## What needs to be done
Using the case example about patient L, explain in one to three sentences why L was diagnosed with normal pressure hydrocephalus rather than AD.

Here is a case example: L, a 73 year old male, suffered with persistent memory problems. His neurologist, without the benefit of imaging, diagnosed him with AD. Memantine and donezepil had no effect. Two years later, his family brought him for further evaluation. His SPECT scan showed significantly enlarged ventricles, without concomitant cortical atrophy (Fig. 5). His scan did not show the typical low posterior cingulate and bilateral temporal-parietal hypoperfusion, consistent with AD. Given the pattern, and subsequent MRI, he was diagnosed with normal pressure hydrocephalus (NPH). After a shunt his memory markedly improved.

Fig. (5).

Transaxial Slices. Slices 12 and 13 show inverted lobster pattern associated with ventricular enlargement.

Text-to-region grounding data:

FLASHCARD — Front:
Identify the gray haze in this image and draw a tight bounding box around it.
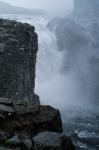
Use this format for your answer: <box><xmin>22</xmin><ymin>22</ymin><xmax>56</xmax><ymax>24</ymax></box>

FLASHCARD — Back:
<box><xmin>2</xmin><ymin>0</ymin><xmax>73</xmax><ymax>10</ymax></box>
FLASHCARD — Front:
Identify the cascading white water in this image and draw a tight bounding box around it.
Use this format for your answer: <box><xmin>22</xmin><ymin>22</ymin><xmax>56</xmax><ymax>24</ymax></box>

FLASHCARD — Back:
<box><xmin>0</xmin><ymin>15</ymin><xmax>96</xmax><ymax>110</ymax></box>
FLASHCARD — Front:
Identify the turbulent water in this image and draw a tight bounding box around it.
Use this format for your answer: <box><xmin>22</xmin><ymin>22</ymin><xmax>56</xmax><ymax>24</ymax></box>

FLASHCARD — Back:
<box><xmin>0</xmin><ymin>15</ymin><xmax>99</xmax><ymax>150</ymax></box>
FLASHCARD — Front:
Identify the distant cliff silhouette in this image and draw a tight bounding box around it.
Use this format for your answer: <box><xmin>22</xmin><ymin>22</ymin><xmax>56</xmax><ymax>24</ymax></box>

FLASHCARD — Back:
<box><xmin>0</xmin><ymin>1</ymin><xmax>43</xmax><ymax>14</ymax></box>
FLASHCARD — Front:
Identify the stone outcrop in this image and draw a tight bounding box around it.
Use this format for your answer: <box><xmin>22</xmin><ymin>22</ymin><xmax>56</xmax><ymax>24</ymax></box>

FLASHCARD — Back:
<box><xmin>0</xmin><ymin>19</ymin><xmax>74</xmax><ymax>150</ymax></box>
<box><xmin>0</xmin><ymin>19</ymin><xmax>38</xmax><ymax>102</ymax></box>
<box><xmin>33</xmin><ymin>132</ymin><xmax>75</xmax><ymax>150</ymax></box>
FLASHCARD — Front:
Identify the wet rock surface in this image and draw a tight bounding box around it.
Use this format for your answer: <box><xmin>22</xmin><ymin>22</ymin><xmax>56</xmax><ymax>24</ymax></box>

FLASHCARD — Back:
<box><xmin>33</xmin><ymin>132</ymin><xmax>75</xmax><ymax>150</ymax></box>
<box><xmin>0</xmin><ymin>19</ymin><xmax>75</xmax><ymax>150</ymax></box>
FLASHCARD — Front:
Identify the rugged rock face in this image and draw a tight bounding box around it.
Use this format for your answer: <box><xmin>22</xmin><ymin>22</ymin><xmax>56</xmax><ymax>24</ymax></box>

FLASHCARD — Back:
<box><xmin>0</xmin><ymin>19</ymin><xmax>74</xmax><ymax>150</ymax></box>
<box><xmin>0</xmin><ymin>19</ymin><xmax>38</xmax><ymax>101</ymax></box>
<box><xmin>33</xmin><ymin>132</ymin><xmax>75</xmax><ymax>150</ymax></box>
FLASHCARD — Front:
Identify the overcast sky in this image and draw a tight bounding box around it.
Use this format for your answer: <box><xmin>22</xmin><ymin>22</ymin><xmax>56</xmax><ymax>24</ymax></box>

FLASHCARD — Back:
<box><xmin>1</xmin><ymin>0</ymin><xmax>73</xmax><ymax>10</ymax></box>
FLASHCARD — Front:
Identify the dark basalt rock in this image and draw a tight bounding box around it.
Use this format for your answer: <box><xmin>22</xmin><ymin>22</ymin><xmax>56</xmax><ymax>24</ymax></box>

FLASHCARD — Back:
<box><xmin>0</xmin><ymin>19</ymin><xmax>38</xmax><ymax>110</ymax></box>
<box><xmin>0</xmin><ymin>19</ymin><xmax>74</xmax><ymax>150</ymax></box>
<box><xmin>33</xmin><ymin>132</ymin><xmax>75</xmax><ymax>150</ymax></box>
<box><xmin>34</xmin><ymin>106</ymin><xmax>63</xmax><ymax>132</ymax></box>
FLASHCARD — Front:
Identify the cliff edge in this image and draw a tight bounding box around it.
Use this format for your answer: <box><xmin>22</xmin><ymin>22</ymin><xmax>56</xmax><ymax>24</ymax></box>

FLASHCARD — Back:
<box><xmin>0</xmin><ymin>19</ymin><xmax>75</xmax><ymax>150</ymax></box>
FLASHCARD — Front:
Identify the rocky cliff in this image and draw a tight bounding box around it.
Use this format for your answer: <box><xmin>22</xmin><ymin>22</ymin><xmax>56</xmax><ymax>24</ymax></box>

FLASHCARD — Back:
<box><xmin>0</xmin><ymin>19</ymin><xmax>75</xmax><ymax>150</ymax></box>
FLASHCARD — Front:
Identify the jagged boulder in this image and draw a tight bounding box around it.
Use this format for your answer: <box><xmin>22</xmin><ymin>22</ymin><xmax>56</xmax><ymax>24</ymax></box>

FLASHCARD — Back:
<box><xmin>33</xmin><ymin>105</ymin><xmax>63</xmax><ymax>132</ymax></box>
<box><xmin>0</xmin><ymin>19</ymin><xmax>39</xmax><ymax>112</ymax></box>
<box><xmin>33</xmin><ymin>132</ymin><xmax>75</xmax><ymax>150</ymax></box>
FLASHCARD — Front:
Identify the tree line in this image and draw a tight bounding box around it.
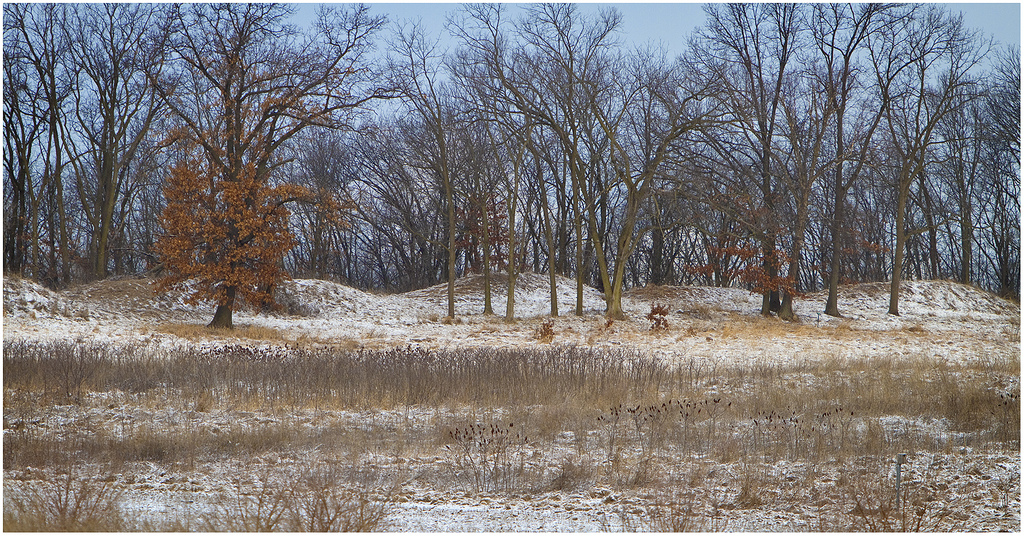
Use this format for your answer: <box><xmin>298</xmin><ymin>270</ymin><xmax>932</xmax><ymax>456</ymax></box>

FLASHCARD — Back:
<box><xmin>3</xmin><ymin>3</ymin><xmax>1020</xmax><ymax>326</ymax></box>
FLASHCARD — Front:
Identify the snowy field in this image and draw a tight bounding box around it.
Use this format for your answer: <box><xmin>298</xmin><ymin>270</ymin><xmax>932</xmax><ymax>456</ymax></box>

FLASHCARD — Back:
<box><xmin>3</xmin><ymin>274</ymin><xmax>1021</xmax><ymax>532</ymax></box>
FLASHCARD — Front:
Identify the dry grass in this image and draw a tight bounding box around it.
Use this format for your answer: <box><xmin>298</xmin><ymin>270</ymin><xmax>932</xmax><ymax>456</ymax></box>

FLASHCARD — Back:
<box><xmin>153</xmin><ymin>322</ymin><xmax>294</xmax><ymax>342</ymax></box>
<box><xmin>3</xmin><ymin>338</ymin><xmax>1020</xmax><ymax>531</ymax></box>
<box><xmin>3</xmin><ymin>466</ymin><xmax>128</xmax><ymax>532</ymax></box>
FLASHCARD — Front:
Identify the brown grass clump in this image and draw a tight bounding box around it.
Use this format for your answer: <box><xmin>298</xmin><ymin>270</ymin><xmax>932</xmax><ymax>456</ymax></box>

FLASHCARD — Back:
<box><xmin>3</xmin><ymin>470</ymin><xmax>127</xmax><ymax>532</ymax></box>
<box><xmin>534</xmin><ymin>320</ymin><xmax>555</xmax><ymax>343</ymax></box>
<box><xmin>155</xmin><ymin>323</ymin><xmax>291</xmax><ymax>341</ymax></box>
<box><xmin>647</xmin><ymin>303</ymin><xmax>669</xmax><ymax>331</ymax></box>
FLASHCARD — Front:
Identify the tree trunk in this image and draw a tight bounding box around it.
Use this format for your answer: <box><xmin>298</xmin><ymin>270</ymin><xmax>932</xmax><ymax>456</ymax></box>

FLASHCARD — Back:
<box><xmin>889</xmin><ymin>180</ymin><xmax>909</xmax><ymax>317</ymax></box>
<box><xmin>480</xmin><ymin>196</ymin><xmax>495</xmax><ymax>315</ymax></box>
<box><xmin>207</xmin><ymin>287</ymin><xmax>237</xmax><ymax>329</ymax></box>
<box><xmin>650</xmin><ymin>222</ymin><xmax>665</xmax><ymax>285</ymax></box>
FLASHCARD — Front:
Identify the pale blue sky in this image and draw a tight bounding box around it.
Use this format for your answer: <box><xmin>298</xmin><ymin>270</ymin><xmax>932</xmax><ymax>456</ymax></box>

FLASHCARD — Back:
<box><xmin>296</xmin><ymin>2</ymin><xmax>1021</xmax><ymax>52</ymax></box>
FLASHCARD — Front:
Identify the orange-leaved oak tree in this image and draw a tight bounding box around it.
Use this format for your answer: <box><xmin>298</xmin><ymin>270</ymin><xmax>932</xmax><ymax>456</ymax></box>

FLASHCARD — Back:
<box><xmin>154</xmin><ymin>145</ymin><xmax>310</xmax><ymax>328</ymax></box>
<box><xmin>152</xmin><ymin>3</ymin><xmax>392</xmax><ymax>327</ymax></box>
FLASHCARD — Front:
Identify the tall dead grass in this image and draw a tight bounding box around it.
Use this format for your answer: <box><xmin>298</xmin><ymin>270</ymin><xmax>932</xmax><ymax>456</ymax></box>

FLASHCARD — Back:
<box><xmin>3</xmin><ymin>341</ymin><xmax>1020</xmax><ymax>531</ymax></box>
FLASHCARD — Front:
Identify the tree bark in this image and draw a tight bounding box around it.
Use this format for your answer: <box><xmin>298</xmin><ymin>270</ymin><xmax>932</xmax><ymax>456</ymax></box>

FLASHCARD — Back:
<box><xmin>207</xmin><ymin>287</ymin><xmax>237</xmax><ymax>329</ymax></box>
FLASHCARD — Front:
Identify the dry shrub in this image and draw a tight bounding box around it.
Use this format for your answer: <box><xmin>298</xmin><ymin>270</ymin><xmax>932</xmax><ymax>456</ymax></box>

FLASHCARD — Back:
<box><xmin>444</xmin><ymin>422</ymin><xmax>529</xmax><ymax>493</ymax></box>
<box><xmin>841</xmin><ymin>460</ymin><xmax>963</xmax><ymax>533</ymax></box>
<box><xmin>647</xmin><ymin>303</ymin><xmax>669</xmax><ymax>331</ymax></box>
<box><xmin>642</xmin><ymin>482</ymin><xmax>727</xmax><ymax>533</ymax></box>
<box><xmin>204</xmin><ymin>464</ymin><xmax>391</xmax><ymax>533</ymax></box>
<box><xmin>3</xmin><ymin>470</ymin><xmax>127</xmax><ymax>532</ymax></box>
<box><xmin>550</xmin><ymin>454</ymin><xmax>595</xmax><ymax>492</ymax></box>
<box><xmin>534</xmin><ymin>320</ymin><xmax>555</xmax><ymax>343</ymax></box>
<box><xmin>154</xmin><ymin>322</ymin><xmax>291</xmax><ymax>342</ymax></box>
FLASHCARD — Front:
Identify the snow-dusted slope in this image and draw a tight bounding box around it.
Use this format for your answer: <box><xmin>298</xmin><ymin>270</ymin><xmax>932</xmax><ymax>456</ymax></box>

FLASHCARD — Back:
<box><xmin>4</xmin><ymin>273</ymin><xmax>1020</xmax><ymax>363</ymax></box>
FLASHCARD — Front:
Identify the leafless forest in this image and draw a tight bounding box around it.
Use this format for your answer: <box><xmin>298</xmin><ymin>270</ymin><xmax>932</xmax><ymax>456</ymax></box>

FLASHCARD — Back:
<box><xmin>3</xmin><ymin>3</ymin><xmax>1020</xmax><ymax>322</ymax></box>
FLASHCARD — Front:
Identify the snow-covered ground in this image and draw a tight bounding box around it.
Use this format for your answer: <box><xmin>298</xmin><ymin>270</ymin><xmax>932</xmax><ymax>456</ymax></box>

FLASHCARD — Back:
<box><xmin>3</xmin><ymin>273</ymin><xmax>1020</xmax><ymax>365</ymax></box>
<box><xmin>3</xmin><ymin>273</ymin><xmax>1021</xmax><ymax>532</ymax></box>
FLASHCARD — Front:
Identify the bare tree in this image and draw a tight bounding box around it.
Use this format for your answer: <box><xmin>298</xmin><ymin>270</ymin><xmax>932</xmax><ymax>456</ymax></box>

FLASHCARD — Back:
<box><xmin>65</xmin><ymin>4</ymin><xmax>167</xmax><ymax>278</ymax></box>
<box><xmin>811</xmin><ymin>3</ymin><xmax>897</xmax><ymax>317</ymax></box>
<box><xmin>872</xmin><ymin>7</ymin><xmax>984</xmax><ymax>316</ymax></box>
<box><xmin>154</xmin><ymin>4</ymin><xmax>388</xmax><ymax>327</ymax></box>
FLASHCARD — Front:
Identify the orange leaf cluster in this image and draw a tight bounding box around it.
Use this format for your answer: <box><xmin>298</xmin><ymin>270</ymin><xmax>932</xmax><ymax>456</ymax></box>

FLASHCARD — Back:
<box><xmin>154</xmin><ymin>143</ymin><xmax>310</xmax><ymax>305</ymax></box>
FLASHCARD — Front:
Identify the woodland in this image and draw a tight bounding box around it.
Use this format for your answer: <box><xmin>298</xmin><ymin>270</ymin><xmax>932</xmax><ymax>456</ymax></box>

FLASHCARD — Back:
<box><xmin>3</xmin><ymin>3</ymin><xmax>1020</xmax><ymax>327</ymax></box>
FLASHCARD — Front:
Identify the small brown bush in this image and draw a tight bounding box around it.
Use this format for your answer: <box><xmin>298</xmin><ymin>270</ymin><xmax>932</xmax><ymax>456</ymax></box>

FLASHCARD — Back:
<box><xmin>534</xmin><ymin>320</ymin><xmax>555</xmax><ymax>342</ymax></box>
<box><xmin>647</xmin><ymin>303</ymin><xmax>669</xmax><ymax>331</ymax></box>
<box><xmin>3</xmin><ymin>470</ymin><xmax>126</xmax><ymax>532</ymax></box>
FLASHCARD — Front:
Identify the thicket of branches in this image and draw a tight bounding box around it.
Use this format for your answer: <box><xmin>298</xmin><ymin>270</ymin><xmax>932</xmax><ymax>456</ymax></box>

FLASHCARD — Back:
<box><xmin>3</xmin><ymin>4</ymin><xmax>1020</xmax><ymax>318</ymax></box>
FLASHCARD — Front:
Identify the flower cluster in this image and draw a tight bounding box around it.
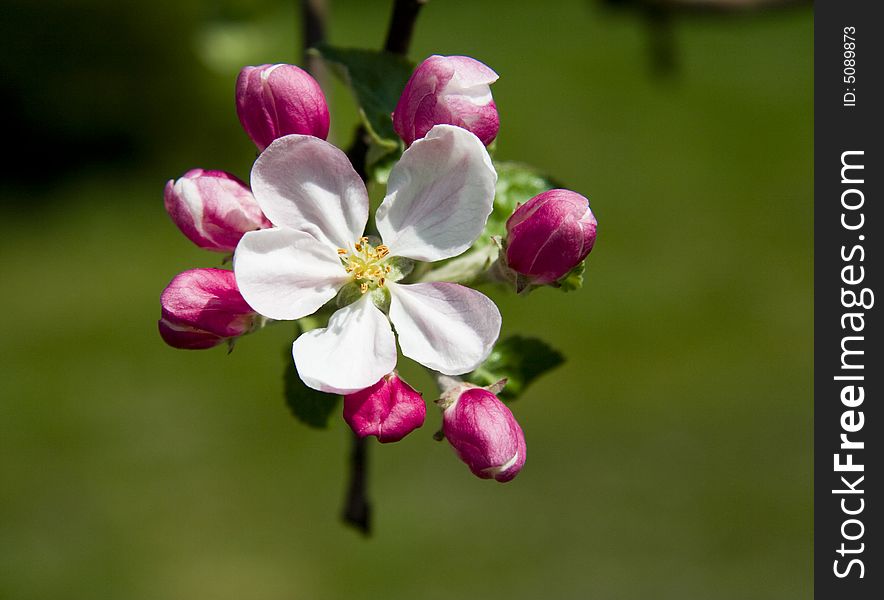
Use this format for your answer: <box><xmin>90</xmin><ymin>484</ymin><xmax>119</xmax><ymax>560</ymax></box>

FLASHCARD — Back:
<box><xmin>159</xmin><ymin>51</ymin><xmax>596</xmax><ymax>481</ymax></box>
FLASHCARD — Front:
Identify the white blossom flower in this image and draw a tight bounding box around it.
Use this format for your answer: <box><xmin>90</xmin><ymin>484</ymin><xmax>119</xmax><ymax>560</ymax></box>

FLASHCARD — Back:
<box><xmin>234</xmin><ymin>125</ymin><xmax>501</xmax><ymax>394</ymax></box>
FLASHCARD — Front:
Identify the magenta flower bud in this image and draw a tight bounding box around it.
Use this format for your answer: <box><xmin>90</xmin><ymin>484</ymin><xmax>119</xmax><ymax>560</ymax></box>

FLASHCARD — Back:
<box><xmin>159</xmin><ymin>269</ymin><xmax>257</xmax><ymax>350</ymax></box>
<box><xmin>506</xmin><ymin>190</ymin><xmax>598</xmax><ymax>285</ymax></box>
<box><xmin>236</xmin><ymin>65</ymin><xmax>329</xmax><ymax>151</ymax></box>
<box><xmin>393</xmin><ymin>56</ymin><xmax>500</xmax><ymax>146</ymax></box>
<box><xmin>164</xmin><ymin>169</ymin><xmax>272</xmax><ymax>252</ymax></box>
<box><xmin>344</xmin><ymin>373</ymin><xmax>427</xmax><ymax>443</ymax></box>
<box><xmin>442</xmin><ymin>388</ymin><xmax>526</xmax><ymax>482</ymax></box>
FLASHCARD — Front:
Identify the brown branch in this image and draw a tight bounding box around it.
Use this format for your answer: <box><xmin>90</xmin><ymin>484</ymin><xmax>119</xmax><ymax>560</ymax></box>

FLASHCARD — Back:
<box><xmin>300</xmin><ymin>0</ymin><xmax>326</xmax><ymax>82</ymax></box>
<box><xmin>341</xmin><ymin>0</ymin><xmax>427</xmax><ymax>535</ymax></box>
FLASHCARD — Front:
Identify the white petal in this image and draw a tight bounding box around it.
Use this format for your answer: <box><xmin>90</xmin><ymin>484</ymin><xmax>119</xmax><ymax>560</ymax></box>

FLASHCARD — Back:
<box><xmin>292</xmin><ymin>294</ymin><xmax>396</xmax><ymax>394</ymax></box>
<box><xmin>388</xmin><ymin>282</ymin><xmax>500</xmax><ymax>375</ymax></box>
<box><xmin>233</xmin><ymin>227</ymin><xmax>348</xmax><ymax>319</ymax></box>
<box><xmin>252</xmin><ymin>135</ymin><xmax>368</xmax><ymax>248</ymax></box>
<box><xmin>376</xmin><ymin>125</ymin><xmax>497</xmax><ymax>261</ymax></box>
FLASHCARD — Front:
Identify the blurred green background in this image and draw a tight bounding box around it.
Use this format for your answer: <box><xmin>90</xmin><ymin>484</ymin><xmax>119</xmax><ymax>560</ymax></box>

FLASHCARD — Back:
<box><xmin>0</xmin><ymin>0</ymin><xmax>813</xmax><ymax>600</ymax></box>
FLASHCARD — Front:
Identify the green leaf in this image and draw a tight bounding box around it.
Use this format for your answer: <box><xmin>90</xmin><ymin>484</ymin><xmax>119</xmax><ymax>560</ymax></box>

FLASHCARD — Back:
<box><xmin>315</xmin><ymin>44</ymin><xmax>414</xmax><ymax>150</ymax></box>
<box><xmin>284</xmin><ymin>348</ymin><xmax>340</xmax><ymax>429</ymax></box>
<box><xmin>466</xmin><ymin>335</ymin><xmax>565</xmax><ymax>402</ymax></box>
<box><xmin>558</xmin><ymin>260</ymin><xmax>586</xmax><ymax>292</ymax></box>
<box><xmin>485</xmin><ymin>161</ymin><xmax>561</xmax><ymax>237</ymax></box>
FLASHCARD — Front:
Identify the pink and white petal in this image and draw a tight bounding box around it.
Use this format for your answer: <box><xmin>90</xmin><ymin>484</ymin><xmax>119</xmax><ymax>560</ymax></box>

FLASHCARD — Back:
<box><xmin>252</xmin><ymin>135</ymin><xmax>368</xmax><ymax>248</ymax></box>
<box><xmin>376</xmin><ymin>125</ymin><xmax>497</xmax><ymax>261</ymax></box>
<box><xmin>387</xmin><ymin>282</ymin><xmax>501</xmax><ymax>375</ymax></box>
<box><xmin>292</xmin><ymin>294</ymin><xmax>396</xmax><ymax>394</ymax></box>
<box><xmin>233</xmin><ymin>227</ymin><xmax>347</xmax><ymax>320</ymax></box>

## Task result
L's SPECT scan showed significantly enlarged ventricles without concomitant cortical atrophy. It also lacked the low posterior cingulate and bilateral temporal-parietal hypoperfusion typical of AD. That pattern, together with a subsequent MRI, led to the diagnosis of normal pressure hydrocephalus.